» **Prompt**: Please retype all of the data below, word for word.

» **Material shown**:

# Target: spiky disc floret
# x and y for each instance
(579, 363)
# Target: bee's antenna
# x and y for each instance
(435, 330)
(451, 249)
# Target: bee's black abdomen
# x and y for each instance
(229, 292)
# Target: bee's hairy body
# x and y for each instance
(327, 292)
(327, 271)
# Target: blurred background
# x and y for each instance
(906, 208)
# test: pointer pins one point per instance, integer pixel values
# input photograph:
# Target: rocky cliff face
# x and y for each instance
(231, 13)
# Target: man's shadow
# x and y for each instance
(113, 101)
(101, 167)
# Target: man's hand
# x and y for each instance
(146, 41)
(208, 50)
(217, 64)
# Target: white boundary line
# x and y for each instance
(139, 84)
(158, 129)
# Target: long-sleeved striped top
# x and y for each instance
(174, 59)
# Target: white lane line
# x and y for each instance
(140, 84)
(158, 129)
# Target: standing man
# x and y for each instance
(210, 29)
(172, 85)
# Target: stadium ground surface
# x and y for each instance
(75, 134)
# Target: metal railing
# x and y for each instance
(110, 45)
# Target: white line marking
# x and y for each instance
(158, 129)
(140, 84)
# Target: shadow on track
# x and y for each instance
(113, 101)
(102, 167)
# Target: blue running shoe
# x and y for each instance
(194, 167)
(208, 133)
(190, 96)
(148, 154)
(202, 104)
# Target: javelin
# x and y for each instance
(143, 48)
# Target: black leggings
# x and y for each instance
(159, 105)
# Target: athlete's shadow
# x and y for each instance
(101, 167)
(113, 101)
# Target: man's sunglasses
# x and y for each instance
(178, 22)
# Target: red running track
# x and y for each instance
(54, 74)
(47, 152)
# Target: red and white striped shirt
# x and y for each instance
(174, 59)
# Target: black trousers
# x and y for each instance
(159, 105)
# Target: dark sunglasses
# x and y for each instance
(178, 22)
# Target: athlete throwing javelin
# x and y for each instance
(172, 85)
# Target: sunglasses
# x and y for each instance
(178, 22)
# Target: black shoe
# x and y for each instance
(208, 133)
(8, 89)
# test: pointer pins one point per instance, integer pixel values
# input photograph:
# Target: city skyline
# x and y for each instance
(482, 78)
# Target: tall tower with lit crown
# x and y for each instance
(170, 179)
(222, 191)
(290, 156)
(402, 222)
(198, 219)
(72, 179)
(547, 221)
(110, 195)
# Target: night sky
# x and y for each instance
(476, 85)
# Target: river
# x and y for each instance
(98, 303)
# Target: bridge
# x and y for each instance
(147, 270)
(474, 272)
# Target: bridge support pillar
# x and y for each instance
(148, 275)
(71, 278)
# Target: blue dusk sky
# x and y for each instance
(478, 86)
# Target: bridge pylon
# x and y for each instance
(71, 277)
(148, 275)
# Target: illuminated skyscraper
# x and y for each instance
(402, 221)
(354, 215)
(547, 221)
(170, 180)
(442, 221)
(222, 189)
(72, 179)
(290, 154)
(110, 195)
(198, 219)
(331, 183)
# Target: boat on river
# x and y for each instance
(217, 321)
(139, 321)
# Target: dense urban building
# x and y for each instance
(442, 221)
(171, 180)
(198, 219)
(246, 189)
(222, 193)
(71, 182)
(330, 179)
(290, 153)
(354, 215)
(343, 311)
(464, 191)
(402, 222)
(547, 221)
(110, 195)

» **Your solution**:
# Target: spiky disc floret
# x and y for each instance
(579, 363)
# Target: bee's antenna
# x and y for each instance
(435, 330)
(451, 249)
# Target: bee's black abdomen
# x and y for each instance
(229, 292)
# Target: bee's hairy body
# x and y for each instance
(327, 292)
(327, 271)
# Target: blurred background
# x and y for each instance
(906, 208)
# test: pointer pins one point per instance, integer pixel values
# input photograph:
# Target: rocky cliff face
# x and y for each instance
(231, 13)
# Target: man's shadow
# x and y for each instance
(113, 101)
(101, 167)
# Target: man's hand
# x and y for each instance
(146, 41)
(208, 50)
(217, 64)
# Target: white boundary line
# x and y for each instance
(139, 84)
(158, 129)
# Target: long-sleeved striped top
# x and y for each instance
(174, 59)
# Target: white lane line
# x and y for each instance
(140, 84)
(158, 129)
# Target: standing man
# x and y for each instance
(210, 29)
(172, 85)
# Target: stadium ground surface
# x and y for each instance
(75, 134)
# Target: metal railing
# x and y for each instance
(110, 45)
# Target: white line marking
# x and y for each instance
(158, 129)
(140, 84)
# Target: shadow on track
# x and y for each instance
(113, 101)
(102, 167)
# Target: blue running shoe
# x and y for each instance
(194, 167)
(208, 133)
(190, 96)
(148, 154)
(202, 104)
# Target: javelin
# x and y for each instance
(143, 48)
# Target: black leggings
# x and y for each instance
(159, 105)
# Target: athlete's shadow
# x and y for each instance
(101, 167)
(113, 101)
# Target: man's sunglasses
# x and y for each instance
(178, 22)
# Target: red running track
# x and y for each instance
(54, 74)
(47, 152)
# Target: red and white striped shirt
# x and y for each instance
(174, 59)
# Target: black trousers
# x and y for each instance
(159, 105)
# Target: dark sunglasses
# x and y for each instance
(178, 22)
# Target: athlete throwing javelin
# x and y for each instance
(172, 85)
# Target: sunglasses
# x and y for each instance
(178, 22)
# Target: black shoe
# x and y for each instance
(208, 133)
(8, 89)
# test: pointer pins one point per instance, integer pixel values
# input photograph:
# Target: city skyline
# x and y for each instance
(482, 78)
# Target: tall tower with lit crown
# x and y for each instance
(170, 179)
(222, 191)
(290, 156)
(402, 222)
(198, 219)
(72, 179)
(547, 221)
(110, 195)
# Target: night sky
# x and y for each instance
(476, 85)
# Target: river
# x and y for each instance
(98, 303)
# Target: bridge
# x and y for each instance
(147, 270)
(474, 272)
# Target: bridge support pillar
# x and y for each instance
(148, 275)
(71, 278)
# Target: blue dusk sky
# x and y for each instance
(478, 86)
# Target: bridge pylon
# x and y for each instance
(71, 277)
(148, 275)
# Target: illuminated skyscraper
# x and y for each instance
(402, 221)
(354, 215)
(547, 221)
(170, 180)
(442, 221)
(222, 189)
(72, 179)
(290, 154)
(110, 195)
(198, 219)
(331, 183)
# Target: boat on river
# x and y for each instance
(217, 321)
(139, 321)
# Target: dense urban building
# x and y for each instance
(442, 221)
(171, 180)
(198, 219)
(246, 189)
(222, 193)
(71, 182)
(330, 179)
(290, 153)
(354, 215)
(343, 311)
(464, 191)
(402, 222)
(547, 221)
(110, 195)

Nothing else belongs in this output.